(Collected data)
==========
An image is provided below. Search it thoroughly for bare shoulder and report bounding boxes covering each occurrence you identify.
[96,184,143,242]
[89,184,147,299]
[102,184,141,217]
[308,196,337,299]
==========
What the exercise asks: Output the records again in full. Keep every character as written.

Written answer:
An image is provided below. Search it thoroughly for bare shoulder and report bounding boxes covering each occurrence you identify.
[96,184,143,242]
[89,184,147,299]
[102,184,141,217]
[308,196,337,299]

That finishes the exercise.